■ Aim
Rewrite all the records below, replacing "animal-tally fieldwork" with "wildlife survey work" everywhere and changing nothing else. Leave the pictures out of your answer.
◆ ◆ ◆ ◆
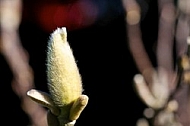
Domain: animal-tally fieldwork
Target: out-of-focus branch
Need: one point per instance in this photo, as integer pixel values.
(17, 58)
(162, 87)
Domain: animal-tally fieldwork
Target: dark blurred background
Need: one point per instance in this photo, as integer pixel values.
(97, 34)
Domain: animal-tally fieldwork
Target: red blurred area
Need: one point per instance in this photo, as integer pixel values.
(74, 14)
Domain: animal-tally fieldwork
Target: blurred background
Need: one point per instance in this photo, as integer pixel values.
(97, 34)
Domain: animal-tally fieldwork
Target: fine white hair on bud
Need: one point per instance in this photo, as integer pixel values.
(64, 80)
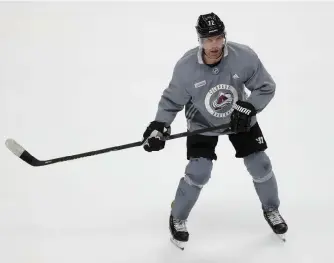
◆ ◆ ◆ ◆
■ The solution
Domain: wildlife survey work
Target: out-of-focus branch
Need: one point per instance in this photo, as integer pixel values.
(17, 58)
(162, 87)
Domain: wildlife survey work
Target: dark blurred background
Need: one point per instance in this photo, as integer pixel values.
(97, 34)
Domain: wildlife survey work
Target: red blurred area
Need: one point per instance in this photo, as integer pixel values.
(74, 14)
Domain: wildlife survey work
Target: blurred background
Need: one point per instance in this photo, as integer pixel values.
(97, 34)
Domain: wildlife survey work
Target: fine white hair on bud
Need: one point per instance in this photo, as integer pixel values.
(64, 80)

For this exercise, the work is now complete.